» **YOUR GOAL**
Each line below that includes the word "unit" is to be reported.

*** Opening EXCERPTED RECORDS ***

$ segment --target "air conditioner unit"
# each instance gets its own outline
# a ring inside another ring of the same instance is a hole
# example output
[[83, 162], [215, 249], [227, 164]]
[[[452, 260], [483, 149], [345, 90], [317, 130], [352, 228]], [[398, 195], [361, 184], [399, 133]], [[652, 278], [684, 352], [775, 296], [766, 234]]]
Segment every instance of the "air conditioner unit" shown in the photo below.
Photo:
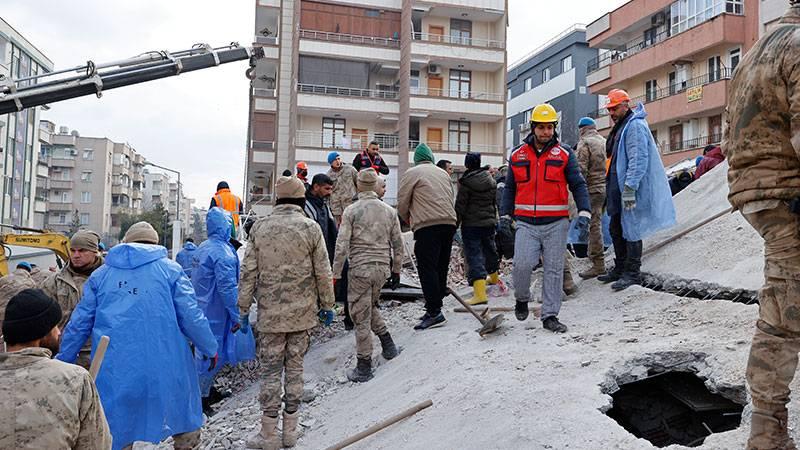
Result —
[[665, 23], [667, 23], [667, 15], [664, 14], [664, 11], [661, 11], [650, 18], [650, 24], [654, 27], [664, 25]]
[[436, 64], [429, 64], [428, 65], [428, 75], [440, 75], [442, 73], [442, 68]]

*** Closing EXCERPTED RECORDS ***
*** Opening EXCERPTED RECORDS ***

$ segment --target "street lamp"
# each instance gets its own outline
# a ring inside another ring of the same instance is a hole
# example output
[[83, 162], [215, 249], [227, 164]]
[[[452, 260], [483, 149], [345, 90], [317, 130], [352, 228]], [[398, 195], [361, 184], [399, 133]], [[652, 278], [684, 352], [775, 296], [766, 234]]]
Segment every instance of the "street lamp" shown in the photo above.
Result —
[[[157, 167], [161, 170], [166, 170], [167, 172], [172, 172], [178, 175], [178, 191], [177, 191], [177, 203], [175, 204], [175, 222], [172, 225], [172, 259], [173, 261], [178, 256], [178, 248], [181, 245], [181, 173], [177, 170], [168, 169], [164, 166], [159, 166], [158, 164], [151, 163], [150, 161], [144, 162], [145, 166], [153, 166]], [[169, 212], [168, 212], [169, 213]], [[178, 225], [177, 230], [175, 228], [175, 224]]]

*** Closing EXCERPTED RECORDS ***

» **ANSWER TO THIS TASK**
$ segment --target "air conditioner unit"
Segment every instance of the "air conditioner unit" shown in the photo below.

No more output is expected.